### Source data
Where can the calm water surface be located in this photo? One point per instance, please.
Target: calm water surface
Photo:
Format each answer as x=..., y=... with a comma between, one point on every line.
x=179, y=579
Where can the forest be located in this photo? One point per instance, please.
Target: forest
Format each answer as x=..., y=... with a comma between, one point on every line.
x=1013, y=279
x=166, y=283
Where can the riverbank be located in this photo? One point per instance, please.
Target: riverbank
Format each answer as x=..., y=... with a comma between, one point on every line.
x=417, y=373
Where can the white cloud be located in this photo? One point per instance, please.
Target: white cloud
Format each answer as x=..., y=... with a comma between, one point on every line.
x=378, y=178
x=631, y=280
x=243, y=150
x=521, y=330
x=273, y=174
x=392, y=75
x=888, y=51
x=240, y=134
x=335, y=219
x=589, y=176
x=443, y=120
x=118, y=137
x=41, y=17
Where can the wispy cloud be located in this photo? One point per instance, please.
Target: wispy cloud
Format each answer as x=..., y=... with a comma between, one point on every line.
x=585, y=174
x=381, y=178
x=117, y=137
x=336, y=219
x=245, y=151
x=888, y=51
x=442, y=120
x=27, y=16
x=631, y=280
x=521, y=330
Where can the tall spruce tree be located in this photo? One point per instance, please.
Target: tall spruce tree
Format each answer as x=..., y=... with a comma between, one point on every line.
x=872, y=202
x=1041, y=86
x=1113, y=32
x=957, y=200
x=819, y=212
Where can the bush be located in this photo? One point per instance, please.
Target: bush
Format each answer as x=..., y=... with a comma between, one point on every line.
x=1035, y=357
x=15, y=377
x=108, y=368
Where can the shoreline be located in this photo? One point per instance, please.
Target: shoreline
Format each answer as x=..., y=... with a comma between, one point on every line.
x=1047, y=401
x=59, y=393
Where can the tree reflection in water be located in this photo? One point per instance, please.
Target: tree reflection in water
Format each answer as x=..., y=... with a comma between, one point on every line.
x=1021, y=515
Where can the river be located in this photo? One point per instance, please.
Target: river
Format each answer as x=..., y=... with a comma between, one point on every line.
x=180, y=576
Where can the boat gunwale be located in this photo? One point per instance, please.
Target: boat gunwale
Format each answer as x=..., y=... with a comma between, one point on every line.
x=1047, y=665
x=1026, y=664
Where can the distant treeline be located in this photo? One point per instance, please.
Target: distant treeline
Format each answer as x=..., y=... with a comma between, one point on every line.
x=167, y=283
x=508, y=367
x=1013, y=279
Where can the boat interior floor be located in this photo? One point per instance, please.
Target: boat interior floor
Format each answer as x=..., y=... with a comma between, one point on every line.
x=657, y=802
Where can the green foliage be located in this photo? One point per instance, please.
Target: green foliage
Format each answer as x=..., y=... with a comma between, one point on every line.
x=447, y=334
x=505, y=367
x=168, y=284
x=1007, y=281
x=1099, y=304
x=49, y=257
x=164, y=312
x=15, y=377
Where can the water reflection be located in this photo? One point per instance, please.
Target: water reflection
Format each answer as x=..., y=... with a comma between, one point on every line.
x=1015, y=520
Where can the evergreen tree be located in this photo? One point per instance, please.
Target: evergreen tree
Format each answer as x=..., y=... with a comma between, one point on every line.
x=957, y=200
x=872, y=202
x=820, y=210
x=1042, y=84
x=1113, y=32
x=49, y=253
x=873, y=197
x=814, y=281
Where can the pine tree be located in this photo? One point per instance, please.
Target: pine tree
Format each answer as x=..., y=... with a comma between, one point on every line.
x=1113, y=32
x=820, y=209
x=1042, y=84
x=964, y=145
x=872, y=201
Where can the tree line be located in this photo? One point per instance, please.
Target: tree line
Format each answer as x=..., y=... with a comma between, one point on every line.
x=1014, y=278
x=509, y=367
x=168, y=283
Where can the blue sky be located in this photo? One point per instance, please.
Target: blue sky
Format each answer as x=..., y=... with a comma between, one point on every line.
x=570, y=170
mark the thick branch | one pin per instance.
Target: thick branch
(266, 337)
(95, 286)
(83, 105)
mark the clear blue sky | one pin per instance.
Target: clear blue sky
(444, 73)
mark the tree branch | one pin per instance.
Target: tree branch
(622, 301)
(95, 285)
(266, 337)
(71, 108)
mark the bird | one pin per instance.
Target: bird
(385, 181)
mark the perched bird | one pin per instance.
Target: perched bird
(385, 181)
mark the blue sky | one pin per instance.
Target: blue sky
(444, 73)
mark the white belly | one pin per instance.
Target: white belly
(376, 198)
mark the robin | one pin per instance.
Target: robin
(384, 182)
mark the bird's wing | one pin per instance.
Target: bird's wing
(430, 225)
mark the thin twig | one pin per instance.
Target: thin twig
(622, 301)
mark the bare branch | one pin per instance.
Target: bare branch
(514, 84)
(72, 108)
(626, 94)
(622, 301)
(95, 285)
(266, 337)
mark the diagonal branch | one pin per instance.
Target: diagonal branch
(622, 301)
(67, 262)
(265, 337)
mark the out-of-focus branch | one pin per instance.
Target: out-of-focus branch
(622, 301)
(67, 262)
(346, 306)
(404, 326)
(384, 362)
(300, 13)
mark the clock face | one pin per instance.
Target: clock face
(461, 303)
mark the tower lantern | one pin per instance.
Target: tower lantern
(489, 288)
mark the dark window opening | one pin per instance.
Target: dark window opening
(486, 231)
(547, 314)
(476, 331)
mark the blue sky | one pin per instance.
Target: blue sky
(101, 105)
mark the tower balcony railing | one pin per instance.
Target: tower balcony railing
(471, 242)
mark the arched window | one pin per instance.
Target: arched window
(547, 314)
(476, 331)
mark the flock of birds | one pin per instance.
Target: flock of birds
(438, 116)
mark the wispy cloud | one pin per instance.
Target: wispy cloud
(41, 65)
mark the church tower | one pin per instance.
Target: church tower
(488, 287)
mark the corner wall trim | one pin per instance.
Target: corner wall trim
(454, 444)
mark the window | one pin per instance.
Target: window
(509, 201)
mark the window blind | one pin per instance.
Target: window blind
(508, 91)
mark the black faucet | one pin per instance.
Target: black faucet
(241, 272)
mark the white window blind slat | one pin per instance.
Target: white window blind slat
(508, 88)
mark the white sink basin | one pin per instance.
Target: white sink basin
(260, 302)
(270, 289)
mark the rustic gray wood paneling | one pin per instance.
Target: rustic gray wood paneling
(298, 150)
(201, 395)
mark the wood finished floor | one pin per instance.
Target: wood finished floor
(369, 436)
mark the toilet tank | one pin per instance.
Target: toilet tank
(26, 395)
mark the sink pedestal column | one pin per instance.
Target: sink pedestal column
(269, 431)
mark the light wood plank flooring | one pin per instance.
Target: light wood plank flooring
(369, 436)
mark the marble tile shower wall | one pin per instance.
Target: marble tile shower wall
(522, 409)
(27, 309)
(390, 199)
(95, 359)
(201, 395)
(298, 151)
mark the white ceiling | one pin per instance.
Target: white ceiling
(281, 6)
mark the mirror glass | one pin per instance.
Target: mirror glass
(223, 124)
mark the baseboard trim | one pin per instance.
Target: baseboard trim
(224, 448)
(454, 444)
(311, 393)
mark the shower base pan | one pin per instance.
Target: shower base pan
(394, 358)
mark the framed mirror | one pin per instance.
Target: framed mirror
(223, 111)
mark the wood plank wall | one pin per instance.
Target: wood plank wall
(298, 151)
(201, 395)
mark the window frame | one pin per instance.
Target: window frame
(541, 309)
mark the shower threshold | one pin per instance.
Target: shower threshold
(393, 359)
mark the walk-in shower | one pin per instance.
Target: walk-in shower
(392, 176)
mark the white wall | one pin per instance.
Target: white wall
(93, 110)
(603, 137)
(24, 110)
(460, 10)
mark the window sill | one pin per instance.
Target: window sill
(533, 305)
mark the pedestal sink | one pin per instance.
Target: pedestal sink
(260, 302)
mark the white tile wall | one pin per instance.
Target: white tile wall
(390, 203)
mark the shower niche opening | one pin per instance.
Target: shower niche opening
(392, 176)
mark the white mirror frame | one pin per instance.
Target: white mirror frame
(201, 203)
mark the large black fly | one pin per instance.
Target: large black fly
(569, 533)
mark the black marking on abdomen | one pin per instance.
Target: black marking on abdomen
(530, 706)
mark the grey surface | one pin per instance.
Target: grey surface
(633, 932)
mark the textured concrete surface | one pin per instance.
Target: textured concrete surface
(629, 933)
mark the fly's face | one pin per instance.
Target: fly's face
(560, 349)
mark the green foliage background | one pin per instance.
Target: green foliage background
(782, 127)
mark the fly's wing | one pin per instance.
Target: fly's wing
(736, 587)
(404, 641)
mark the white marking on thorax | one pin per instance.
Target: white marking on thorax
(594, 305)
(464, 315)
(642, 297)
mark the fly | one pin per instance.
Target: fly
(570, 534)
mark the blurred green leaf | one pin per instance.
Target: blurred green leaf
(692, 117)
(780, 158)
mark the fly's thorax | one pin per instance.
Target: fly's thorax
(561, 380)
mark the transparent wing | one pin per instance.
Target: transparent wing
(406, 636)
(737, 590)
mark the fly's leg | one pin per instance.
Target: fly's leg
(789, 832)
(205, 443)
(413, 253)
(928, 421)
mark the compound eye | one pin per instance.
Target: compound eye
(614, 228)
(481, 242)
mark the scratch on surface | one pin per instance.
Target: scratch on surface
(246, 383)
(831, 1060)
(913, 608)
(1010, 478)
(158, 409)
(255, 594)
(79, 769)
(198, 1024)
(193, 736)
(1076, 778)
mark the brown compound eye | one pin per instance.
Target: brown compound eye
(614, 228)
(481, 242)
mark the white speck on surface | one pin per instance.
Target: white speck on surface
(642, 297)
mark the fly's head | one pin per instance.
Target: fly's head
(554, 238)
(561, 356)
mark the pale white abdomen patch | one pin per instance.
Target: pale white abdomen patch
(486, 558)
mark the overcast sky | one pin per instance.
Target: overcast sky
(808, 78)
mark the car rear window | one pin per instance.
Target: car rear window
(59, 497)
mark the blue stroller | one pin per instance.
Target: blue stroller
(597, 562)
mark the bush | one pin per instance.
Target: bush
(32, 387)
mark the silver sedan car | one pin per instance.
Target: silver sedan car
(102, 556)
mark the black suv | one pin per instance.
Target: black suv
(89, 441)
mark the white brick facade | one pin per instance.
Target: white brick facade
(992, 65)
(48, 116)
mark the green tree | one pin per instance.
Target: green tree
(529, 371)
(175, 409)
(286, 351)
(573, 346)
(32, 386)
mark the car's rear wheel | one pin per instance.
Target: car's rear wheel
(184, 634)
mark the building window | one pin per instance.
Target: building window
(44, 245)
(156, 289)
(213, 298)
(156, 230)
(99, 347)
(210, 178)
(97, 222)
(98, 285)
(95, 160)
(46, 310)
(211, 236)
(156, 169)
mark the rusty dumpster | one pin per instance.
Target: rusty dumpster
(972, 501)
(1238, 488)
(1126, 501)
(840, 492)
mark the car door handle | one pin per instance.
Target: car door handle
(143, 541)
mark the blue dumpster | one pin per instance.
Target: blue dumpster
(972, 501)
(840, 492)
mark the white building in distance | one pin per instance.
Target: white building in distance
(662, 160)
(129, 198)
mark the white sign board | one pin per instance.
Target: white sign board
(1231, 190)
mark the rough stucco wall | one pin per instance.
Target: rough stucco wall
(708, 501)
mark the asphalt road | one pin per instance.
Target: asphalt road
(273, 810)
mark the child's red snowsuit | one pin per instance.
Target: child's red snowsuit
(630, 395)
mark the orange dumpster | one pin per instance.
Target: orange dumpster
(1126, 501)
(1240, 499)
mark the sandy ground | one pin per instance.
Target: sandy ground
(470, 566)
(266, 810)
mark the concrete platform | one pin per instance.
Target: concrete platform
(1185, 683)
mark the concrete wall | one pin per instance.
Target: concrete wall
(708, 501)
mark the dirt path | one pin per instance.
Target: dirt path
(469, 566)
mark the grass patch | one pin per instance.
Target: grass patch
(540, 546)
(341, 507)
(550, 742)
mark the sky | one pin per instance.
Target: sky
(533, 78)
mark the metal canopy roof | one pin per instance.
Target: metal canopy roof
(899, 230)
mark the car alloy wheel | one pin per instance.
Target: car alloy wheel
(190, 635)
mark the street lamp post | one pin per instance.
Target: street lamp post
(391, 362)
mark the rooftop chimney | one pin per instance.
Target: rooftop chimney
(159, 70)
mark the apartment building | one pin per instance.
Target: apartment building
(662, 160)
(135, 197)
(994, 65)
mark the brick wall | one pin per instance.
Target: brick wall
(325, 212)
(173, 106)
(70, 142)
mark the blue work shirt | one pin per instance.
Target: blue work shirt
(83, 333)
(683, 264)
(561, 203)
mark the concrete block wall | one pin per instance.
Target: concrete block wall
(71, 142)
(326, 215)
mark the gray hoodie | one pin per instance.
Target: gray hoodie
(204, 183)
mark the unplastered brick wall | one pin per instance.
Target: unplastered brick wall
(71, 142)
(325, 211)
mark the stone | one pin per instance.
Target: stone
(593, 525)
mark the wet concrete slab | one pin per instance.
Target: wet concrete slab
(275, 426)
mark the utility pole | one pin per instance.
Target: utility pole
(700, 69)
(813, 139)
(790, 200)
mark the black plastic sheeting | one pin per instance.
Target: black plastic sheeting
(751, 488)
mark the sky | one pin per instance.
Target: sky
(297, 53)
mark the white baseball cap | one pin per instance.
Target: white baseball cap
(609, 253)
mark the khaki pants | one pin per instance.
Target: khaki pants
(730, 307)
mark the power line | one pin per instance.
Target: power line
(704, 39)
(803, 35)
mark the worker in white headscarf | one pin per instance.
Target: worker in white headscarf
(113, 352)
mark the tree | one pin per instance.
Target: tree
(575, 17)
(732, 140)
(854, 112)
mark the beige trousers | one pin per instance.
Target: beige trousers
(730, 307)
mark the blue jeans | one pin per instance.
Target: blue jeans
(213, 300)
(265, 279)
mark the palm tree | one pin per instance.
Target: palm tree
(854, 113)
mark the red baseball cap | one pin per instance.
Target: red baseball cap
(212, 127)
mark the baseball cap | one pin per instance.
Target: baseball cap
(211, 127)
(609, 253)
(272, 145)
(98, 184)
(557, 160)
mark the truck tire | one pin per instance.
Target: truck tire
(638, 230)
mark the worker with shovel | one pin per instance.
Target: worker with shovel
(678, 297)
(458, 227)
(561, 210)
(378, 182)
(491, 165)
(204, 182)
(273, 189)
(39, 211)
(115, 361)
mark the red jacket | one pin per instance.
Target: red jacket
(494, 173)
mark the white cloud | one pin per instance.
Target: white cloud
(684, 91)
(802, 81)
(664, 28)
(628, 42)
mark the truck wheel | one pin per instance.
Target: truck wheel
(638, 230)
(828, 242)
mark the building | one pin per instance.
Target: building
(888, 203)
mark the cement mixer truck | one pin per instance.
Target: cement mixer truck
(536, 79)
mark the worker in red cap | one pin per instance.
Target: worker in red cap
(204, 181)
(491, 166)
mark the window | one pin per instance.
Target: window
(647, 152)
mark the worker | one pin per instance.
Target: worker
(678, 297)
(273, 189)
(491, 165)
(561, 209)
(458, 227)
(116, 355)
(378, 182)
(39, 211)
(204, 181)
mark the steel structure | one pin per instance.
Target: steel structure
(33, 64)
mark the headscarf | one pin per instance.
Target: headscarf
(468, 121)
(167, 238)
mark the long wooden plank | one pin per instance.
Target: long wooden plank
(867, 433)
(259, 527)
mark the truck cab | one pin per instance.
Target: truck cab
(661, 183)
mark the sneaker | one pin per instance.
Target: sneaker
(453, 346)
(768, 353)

### Request
Reproduce the records word for word, starting from the first line and continuing through the line that contains "x=417, y=373".

### Full response
Where can the calm water surface be located in this photo? One point per instance, please.
Target: calm water surface
Photo:
Format each answer as x=..., y=... with a comma between, one point on every line.
x=179, y=579
Where can the forest be located in this photo? One point per instance, please.
Target: forest
Format each answer as x=..., y=... with a comma between, one point on every line.
x=1013, y=279
x=166, y=283
Where can the riverbank be located in this photo? One point per instance, please.
Target: riverbank
Format each answer as x=..., y=... with a comma between, one point on every line.
x=417, y=373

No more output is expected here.